▶ _EXERCISE_: Output exactly the lines below, starting with the line that has "Q. Point out the tower lower" and going on through the line that has "Q. Point out the clear", both included, and no other lines.

▶ _DATA LISTING_:
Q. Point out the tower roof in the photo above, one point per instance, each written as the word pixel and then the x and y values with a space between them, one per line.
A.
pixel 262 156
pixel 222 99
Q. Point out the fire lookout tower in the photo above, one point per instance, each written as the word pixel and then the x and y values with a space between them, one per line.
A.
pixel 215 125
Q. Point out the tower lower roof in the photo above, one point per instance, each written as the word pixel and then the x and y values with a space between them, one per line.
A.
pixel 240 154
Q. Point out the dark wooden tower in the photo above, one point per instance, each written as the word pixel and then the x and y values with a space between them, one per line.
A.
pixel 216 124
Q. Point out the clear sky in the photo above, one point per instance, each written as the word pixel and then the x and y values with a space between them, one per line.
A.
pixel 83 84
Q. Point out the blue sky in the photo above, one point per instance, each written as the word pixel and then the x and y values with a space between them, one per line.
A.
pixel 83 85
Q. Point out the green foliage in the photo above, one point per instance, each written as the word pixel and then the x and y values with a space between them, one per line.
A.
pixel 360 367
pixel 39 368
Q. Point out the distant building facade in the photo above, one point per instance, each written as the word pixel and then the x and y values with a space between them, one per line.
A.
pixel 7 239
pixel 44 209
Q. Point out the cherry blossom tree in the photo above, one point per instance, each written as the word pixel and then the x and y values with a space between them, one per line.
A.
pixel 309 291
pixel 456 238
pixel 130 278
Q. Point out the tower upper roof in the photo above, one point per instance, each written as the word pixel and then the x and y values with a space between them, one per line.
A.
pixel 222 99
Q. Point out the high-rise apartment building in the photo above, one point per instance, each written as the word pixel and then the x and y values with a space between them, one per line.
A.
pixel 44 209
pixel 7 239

* * *

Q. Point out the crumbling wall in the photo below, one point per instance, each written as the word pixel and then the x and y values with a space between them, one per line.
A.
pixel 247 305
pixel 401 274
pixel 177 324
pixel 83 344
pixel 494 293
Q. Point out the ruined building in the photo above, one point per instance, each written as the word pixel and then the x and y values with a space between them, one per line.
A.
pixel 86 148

--

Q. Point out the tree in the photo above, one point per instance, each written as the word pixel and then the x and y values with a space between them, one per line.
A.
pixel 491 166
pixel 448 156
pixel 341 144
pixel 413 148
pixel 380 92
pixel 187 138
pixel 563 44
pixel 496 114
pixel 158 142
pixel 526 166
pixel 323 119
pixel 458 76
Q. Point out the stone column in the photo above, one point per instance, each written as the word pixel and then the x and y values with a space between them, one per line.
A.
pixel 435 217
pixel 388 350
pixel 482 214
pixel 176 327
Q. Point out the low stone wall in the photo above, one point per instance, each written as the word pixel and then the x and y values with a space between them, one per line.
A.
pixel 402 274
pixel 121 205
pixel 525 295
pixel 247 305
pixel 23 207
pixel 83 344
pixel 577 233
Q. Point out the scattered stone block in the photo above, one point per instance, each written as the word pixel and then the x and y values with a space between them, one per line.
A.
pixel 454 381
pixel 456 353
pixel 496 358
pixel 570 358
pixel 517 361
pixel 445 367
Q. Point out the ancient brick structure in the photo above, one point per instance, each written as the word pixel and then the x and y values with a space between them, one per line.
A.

▶ _RESPONSE FOR THIS EXERCISE_:
Q. Point out the tower lower roof in the photo above, one point per instance, each written as the word pixel and then the x and y values with a space between them, one per line.
A.
pixel 240 154
Q. Point out the dark wooden tower in the photo above, one point per instance, each written as the word pixel and then the x and y values with a space between them, one per line.
A.
pixel 216 124
Q. Point out the clear sky in the photo above, one point per instance, each written as the word pixel and then the x and y values with a space between them, one per line.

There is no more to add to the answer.